Source data
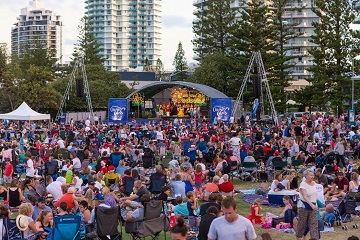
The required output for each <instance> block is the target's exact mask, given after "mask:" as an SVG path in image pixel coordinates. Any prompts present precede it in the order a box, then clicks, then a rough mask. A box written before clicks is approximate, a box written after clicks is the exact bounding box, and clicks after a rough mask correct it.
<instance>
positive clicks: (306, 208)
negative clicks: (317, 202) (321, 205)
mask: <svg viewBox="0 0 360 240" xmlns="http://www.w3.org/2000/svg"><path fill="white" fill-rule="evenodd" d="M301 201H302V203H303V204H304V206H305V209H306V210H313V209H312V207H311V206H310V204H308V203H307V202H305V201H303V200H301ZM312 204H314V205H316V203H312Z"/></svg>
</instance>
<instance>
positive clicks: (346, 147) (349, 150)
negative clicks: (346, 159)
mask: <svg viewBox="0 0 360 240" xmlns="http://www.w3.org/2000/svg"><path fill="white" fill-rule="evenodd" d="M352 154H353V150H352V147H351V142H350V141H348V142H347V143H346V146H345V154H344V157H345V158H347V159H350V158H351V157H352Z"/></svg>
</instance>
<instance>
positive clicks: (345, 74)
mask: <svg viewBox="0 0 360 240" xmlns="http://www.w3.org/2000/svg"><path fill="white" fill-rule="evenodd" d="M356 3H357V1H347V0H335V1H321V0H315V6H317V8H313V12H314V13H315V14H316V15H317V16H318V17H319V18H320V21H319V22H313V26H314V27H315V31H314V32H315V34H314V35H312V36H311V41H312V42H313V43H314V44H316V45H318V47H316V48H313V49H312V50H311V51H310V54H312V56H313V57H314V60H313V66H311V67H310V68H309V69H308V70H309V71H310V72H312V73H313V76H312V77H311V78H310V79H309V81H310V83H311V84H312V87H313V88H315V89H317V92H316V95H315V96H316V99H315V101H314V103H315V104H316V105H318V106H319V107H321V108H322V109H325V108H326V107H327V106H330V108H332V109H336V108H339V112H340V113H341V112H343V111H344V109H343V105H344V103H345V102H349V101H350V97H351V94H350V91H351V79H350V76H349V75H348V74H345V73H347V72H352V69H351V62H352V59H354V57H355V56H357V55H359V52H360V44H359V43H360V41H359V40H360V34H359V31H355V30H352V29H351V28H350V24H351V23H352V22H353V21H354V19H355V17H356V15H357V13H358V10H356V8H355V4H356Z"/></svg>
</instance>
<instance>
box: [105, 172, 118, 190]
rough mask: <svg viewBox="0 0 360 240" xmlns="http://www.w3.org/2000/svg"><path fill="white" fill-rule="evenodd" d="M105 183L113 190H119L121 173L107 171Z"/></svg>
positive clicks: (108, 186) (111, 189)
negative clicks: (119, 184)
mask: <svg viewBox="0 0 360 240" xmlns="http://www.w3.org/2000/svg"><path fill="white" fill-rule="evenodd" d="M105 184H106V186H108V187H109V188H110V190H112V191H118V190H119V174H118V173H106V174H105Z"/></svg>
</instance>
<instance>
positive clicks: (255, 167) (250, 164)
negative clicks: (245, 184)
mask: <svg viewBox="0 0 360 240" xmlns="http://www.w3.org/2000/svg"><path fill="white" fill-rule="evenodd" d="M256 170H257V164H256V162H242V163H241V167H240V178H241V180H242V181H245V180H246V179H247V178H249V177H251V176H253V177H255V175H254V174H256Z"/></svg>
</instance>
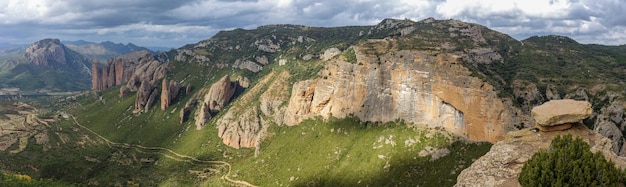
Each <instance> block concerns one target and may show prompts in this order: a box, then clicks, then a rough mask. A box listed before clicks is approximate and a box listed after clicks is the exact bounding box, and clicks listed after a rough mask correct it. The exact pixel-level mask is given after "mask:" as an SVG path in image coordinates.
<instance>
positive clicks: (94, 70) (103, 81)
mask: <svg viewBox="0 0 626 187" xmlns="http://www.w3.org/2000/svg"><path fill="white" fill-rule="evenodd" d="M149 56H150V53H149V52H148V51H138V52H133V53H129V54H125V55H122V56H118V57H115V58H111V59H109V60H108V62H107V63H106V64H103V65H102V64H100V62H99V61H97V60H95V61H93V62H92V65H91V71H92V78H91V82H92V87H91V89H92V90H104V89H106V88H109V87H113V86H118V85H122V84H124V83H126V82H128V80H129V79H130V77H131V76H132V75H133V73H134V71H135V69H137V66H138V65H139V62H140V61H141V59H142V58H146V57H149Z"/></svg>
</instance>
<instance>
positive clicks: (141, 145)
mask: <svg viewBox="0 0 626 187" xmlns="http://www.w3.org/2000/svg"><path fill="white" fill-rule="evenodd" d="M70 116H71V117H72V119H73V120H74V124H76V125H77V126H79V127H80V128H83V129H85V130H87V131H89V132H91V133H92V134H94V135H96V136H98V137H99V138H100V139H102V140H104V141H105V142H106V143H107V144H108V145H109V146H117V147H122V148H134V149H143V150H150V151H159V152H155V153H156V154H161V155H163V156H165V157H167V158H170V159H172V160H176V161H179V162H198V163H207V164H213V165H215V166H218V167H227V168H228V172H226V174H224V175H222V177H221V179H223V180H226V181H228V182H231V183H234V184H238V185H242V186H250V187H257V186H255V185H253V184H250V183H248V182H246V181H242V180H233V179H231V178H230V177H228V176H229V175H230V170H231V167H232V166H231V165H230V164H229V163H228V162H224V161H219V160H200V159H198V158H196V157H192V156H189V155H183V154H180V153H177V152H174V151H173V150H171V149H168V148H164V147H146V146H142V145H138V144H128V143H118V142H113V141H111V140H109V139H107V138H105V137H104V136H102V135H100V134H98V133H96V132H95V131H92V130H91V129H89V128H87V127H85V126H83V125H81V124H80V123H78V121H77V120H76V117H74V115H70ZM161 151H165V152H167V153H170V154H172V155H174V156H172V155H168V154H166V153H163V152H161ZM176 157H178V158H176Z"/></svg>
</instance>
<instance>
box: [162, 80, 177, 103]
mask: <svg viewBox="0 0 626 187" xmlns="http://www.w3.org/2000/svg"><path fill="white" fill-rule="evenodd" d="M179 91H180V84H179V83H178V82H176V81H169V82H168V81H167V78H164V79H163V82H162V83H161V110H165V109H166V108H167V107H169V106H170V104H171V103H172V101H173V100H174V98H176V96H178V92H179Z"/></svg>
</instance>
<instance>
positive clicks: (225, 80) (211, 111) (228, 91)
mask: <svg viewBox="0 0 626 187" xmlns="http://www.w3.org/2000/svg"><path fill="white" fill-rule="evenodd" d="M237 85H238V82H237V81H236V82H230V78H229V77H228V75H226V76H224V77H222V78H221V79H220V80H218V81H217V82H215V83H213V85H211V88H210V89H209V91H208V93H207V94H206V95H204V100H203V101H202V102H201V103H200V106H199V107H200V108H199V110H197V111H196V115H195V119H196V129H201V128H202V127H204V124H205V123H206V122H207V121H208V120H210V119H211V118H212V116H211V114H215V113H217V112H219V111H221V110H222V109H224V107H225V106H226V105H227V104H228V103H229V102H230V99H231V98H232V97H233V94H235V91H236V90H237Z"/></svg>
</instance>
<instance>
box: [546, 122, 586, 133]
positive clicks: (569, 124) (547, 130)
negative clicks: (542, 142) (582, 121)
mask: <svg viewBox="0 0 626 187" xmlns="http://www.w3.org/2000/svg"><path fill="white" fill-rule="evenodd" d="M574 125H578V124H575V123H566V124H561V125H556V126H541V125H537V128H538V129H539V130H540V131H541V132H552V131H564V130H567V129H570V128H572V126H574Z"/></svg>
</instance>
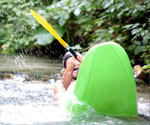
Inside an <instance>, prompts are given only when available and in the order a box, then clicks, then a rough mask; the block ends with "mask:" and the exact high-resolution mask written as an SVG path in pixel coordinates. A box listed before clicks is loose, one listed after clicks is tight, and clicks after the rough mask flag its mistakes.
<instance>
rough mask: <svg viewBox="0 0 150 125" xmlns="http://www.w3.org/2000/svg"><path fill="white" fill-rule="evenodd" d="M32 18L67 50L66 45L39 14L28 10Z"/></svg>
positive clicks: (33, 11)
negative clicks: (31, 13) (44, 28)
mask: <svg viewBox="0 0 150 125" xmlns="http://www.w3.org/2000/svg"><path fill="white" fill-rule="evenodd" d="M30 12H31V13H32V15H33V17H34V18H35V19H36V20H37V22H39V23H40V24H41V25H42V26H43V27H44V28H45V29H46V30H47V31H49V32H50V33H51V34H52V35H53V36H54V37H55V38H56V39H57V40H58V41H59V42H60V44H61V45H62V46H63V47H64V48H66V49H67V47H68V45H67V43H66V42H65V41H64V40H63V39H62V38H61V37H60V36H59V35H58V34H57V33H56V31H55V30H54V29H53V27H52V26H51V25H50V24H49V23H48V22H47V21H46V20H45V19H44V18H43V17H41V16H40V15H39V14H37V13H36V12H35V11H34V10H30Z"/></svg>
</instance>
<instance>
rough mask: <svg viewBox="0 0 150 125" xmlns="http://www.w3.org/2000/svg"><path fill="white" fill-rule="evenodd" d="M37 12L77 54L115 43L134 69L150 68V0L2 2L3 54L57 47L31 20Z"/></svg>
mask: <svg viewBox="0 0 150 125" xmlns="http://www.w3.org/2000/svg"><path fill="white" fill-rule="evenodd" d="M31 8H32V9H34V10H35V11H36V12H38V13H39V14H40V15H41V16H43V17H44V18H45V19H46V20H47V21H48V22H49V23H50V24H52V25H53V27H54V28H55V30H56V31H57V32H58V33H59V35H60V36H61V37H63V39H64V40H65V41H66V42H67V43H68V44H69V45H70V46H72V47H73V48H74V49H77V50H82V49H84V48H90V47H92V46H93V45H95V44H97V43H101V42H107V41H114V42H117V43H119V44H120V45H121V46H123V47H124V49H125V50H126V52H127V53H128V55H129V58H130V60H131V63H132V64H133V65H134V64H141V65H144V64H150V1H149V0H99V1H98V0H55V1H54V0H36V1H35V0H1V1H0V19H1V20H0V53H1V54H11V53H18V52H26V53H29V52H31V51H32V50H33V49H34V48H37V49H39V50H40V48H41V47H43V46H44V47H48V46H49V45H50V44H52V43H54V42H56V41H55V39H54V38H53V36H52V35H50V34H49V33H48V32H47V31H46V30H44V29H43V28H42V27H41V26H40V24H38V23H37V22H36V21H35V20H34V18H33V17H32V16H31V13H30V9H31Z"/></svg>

* [WHAT THIS TASK INVOLVES]: Among the records above, count the lines that include the word "listed" and state the number by itself.

* [EXERCISE SOLUTION]: 2